STATED EXERCISE:
Rewrite every line from the one containing "For every instance of the izakaya" through the end of the records, both ends included, keeping the requests intact. Move each coordinate in the answers by adding -116 to it.

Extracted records
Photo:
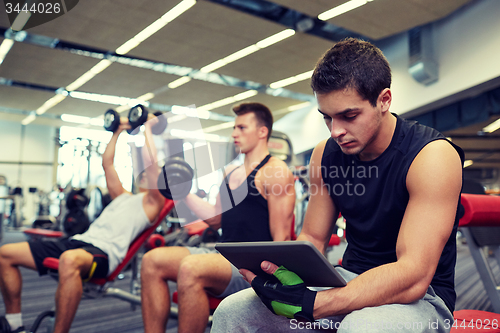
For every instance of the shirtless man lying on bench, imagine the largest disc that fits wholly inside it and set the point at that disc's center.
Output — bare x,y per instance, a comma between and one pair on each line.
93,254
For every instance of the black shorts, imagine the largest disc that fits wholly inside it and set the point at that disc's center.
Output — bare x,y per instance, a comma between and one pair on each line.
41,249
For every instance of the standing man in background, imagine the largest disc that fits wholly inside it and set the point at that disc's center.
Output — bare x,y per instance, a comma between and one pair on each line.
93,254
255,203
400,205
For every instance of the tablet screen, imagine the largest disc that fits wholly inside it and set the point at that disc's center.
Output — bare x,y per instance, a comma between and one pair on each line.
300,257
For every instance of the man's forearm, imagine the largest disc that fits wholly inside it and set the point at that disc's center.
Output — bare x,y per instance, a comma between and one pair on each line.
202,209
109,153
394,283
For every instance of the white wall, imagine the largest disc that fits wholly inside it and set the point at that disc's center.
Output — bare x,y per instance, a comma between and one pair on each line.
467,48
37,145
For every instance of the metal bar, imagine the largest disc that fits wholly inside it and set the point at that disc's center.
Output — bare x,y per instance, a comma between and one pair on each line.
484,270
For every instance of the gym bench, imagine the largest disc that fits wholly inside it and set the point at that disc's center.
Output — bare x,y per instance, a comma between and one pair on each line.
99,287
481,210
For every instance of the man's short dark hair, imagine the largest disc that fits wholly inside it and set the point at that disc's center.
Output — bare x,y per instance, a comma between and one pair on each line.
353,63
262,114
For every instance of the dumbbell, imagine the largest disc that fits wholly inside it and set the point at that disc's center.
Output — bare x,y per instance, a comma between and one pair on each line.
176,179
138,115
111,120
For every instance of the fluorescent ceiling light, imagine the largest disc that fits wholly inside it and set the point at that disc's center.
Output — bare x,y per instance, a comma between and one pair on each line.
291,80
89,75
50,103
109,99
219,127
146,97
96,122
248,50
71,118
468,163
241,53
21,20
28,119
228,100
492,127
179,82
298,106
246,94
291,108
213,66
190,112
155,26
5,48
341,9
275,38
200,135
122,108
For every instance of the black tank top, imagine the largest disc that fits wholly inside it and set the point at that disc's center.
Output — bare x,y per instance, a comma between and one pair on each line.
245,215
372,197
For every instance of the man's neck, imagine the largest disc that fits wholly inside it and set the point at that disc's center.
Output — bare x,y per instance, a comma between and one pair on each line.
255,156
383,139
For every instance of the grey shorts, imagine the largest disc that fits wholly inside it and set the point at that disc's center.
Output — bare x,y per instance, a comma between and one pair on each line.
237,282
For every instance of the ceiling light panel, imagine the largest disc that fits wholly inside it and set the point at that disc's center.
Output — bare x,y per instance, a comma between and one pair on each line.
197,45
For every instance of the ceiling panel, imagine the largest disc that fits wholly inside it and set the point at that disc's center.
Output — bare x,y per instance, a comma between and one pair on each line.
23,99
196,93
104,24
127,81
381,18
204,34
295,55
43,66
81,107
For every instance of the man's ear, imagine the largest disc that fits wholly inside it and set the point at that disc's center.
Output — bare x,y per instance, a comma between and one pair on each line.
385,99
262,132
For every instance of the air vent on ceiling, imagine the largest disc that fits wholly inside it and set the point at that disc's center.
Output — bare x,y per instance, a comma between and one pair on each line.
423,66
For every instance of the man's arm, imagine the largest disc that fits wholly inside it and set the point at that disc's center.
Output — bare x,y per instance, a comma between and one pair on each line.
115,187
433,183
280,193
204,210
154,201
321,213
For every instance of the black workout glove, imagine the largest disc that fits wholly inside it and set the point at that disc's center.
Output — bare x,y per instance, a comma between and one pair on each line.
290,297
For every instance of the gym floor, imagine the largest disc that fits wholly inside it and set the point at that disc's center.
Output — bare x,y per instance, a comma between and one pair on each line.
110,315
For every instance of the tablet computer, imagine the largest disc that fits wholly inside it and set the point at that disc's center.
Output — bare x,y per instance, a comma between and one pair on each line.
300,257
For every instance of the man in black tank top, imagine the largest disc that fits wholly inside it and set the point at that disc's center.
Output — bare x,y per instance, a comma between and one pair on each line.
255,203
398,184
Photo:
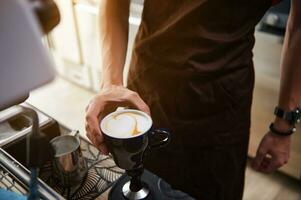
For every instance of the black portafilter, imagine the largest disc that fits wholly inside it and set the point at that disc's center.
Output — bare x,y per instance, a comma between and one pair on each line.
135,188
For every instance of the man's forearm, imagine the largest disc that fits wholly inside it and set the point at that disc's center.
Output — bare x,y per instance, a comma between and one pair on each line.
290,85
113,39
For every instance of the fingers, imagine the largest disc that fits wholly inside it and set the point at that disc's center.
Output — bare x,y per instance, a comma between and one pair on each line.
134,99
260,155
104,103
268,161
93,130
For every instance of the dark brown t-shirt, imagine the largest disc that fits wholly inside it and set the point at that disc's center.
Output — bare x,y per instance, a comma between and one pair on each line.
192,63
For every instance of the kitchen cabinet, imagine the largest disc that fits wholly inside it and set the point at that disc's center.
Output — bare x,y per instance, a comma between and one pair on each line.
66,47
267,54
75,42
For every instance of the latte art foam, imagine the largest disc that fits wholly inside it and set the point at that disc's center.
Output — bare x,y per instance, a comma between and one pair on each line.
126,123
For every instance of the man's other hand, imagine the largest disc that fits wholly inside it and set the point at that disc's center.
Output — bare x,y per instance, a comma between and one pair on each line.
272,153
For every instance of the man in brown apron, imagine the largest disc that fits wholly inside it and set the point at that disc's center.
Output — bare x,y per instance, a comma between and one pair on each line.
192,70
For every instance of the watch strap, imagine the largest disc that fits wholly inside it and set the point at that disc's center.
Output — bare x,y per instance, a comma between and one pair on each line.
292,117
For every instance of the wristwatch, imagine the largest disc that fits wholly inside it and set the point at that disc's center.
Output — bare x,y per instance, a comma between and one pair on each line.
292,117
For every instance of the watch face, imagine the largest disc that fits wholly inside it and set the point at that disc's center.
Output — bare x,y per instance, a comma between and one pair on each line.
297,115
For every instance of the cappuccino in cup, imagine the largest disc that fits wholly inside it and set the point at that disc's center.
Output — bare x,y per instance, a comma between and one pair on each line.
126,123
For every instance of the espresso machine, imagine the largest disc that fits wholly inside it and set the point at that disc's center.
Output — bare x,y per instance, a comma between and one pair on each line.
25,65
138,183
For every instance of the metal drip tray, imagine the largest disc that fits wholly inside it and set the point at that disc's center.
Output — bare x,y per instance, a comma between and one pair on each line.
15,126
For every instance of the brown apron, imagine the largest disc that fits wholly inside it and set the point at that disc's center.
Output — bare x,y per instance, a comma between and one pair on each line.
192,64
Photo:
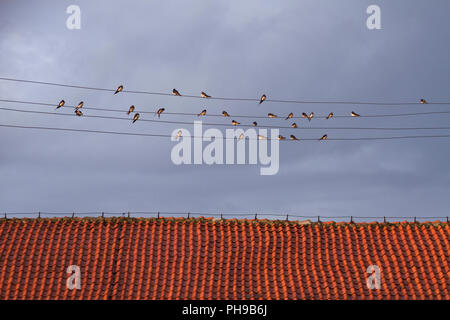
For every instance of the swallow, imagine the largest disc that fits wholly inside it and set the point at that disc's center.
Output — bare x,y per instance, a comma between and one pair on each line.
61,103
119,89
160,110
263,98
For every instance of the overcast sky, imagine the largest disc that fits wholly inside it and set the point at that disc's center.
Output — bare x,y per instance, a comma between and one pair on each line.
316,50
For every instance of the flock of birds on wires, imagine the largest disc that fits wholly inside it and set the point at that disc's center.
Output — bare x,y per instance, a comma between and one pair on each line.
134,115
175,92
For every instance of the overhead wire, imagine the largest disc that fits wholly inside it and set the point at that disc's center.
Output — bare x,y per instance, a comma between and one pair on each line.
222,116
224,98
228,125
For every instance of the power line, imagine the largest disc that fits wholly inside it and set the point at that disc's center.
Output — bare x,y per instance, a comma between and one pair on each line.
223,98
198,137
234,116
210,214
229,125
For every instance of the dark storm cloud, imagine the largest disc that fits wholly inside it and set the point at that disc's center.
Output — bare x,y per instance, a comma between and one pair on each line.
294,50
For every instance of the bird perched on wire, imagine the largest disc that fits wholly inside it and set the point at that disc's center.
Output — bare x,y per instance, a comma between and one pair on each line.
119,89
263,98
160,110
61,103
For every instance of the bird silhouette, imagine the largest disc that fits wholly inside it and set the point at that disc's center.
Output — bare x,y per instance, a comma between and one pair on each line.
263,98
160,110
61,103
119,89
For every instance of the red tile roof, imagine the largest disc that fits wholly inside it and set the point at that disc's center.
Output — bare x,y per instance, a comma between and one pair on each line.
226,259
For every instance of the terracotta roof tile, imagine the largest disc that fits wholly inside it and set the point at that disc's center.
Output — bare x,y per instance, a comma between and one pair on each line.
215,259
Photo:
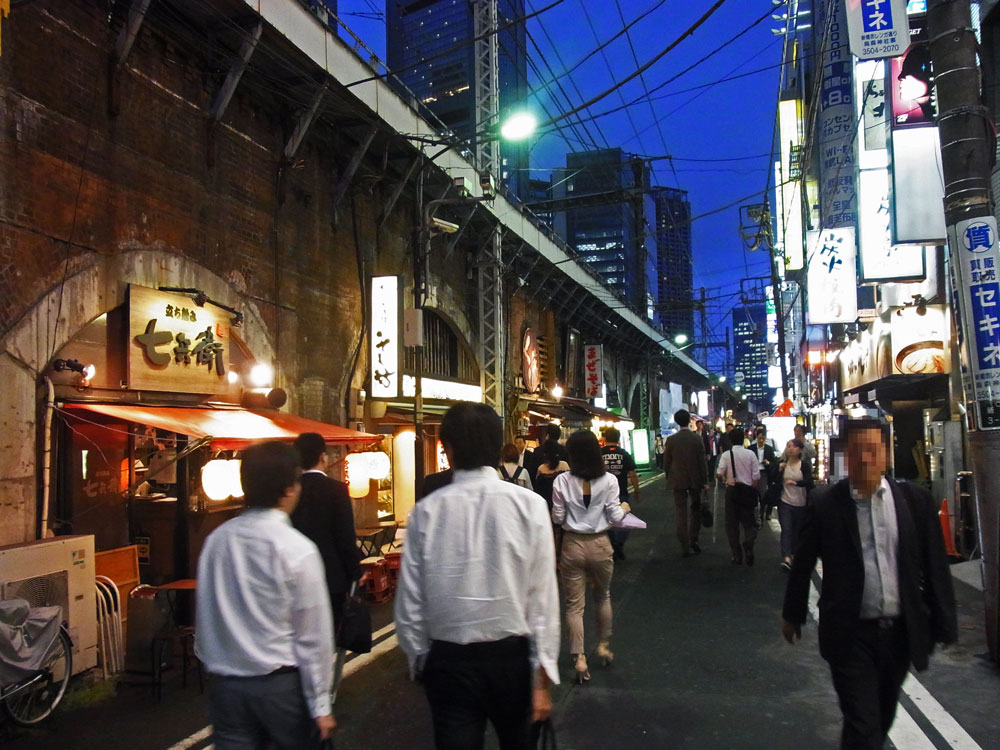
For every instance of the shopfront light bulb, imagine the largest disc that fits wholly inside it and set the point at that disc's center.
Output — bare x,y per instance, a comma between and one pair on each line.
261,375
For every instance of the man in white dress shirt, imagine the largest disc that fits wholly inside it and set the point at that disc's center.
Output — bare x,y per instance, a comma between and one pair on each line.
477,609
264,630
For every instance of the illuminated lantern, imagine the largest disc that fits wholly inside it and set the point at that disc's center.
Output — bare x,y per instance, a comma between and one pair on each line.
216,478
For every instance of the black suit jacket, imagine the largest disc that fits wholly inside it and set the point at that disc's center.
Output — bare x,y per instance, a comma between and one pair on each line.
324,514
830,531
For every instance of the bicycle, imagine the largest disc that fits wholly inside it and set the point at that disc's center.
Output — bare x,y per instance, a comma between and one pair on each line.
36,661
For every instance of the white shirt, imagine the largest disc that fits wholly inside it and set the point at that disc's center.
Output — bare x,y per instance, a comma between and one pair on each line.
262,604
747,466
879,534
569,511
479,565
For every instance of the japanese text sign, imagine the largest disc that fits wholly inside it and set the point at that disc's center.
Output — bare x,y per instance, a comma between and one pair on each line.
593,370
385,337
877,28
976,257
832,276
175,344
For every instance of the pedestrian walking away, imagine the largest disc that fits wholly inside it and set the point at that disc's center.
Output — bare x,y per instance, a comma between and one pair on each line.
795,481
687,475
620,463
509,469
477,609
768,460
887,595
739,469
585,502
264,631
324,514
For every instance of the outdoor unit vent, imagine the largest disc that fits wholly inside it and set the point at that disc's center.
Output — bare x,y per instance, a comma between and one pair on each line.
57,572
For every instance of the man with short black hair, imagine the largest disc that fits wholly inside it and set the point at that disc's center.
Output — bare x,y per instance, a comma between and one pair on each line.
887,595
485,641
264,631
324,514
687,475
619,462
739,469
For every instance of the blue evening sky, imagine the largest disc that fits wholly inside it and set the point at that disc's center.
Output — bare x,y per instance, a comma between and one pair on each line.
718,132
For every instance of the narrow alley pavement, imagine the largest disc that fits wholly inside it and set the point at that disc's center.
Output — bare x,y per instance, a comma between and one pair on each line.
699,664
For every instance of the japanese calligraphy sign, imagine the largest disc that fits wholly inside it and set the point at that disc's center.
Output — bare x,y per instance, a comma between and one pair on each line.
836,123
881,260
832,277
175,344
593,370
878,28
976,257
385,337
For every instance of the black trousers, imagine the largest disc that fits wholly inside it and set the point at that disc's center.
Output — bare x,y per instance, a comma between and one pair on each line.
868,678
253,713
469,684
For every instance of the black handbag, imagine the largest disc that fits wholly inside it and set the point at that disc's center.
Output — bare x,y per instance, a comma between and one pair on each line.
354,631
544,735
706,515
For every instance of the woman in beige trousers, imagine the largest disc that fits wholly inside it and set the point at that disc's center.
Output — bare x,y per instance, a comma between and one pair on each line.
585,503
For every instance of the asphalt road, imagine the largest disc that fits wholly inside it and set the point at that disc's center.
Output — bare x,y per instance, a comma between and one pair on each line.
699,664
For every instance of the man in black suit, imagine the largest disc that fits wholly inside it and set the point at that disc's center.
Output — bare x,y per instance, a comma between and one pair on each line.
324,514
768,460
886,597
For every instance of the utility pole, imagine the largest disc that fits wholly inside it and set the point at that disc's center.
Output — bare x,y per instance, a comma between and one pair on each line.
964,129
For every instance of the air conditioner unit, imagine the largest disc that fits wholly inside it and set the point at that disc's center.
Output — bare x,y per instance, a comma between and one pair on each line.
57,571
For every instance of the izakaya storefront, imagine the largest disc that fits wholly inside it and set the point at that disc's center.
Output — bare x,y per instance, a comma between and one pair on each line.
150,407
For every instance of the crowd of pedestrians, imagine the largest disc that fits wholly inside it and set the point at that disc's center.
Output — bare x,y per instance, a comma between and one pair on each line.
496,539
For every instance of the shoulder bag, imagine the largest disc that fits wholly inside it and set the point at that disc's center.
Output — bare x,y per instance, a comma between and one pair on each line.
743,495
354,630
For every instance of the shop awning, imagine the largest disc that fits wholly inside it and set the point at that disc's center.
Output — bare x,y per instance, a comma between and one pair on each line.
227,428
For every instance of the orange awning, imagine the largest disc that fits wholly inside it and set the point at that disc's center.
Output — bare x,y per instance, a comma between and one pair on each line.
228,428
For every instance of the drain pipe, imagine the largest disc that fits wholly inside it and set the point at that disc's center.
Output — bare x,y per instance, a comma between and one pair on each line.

SOLUTION TO THIS EXERCISE:
For every instance of the izakaya storefront, imagine the largest disc that fits wholly inside it and set the point at that disc's center.
Output — bare x,y per instance, a comma between and one pair on each line.
34,291
For every instance of the crowd of pedestrians, imagine the largest disc that fits wholly inside it and set the point at that disc's center.
Output — bare x,y per instance, a comma between and one pair on each line.
380,423
For every instance of the shoulder bag, imagine the largest disc that fits wholly inside it and set the point at that disc's center.
Output — bare x,y per instance, a comma between and one pair on each line.
627,379
238,514
For every instance of the shop awning, imagine the largest disc that fits wholly inside it and set the point at that disc's center.
Output — bare x,y per instance, a comma between and one pair on each line.
111,312
For every instance of the orange awning, imagine the largest disc that fits wholly inside it and set the point at that disc's center.
Output — bare x,y per instance, a comma between and one pair on each line.
112,312
For every instance of the drain pipe, imagine the largest disc that fits wholly inside it and set the point at that disc's center.
Output — bare x,y per instance, a comma between and one pair on each line.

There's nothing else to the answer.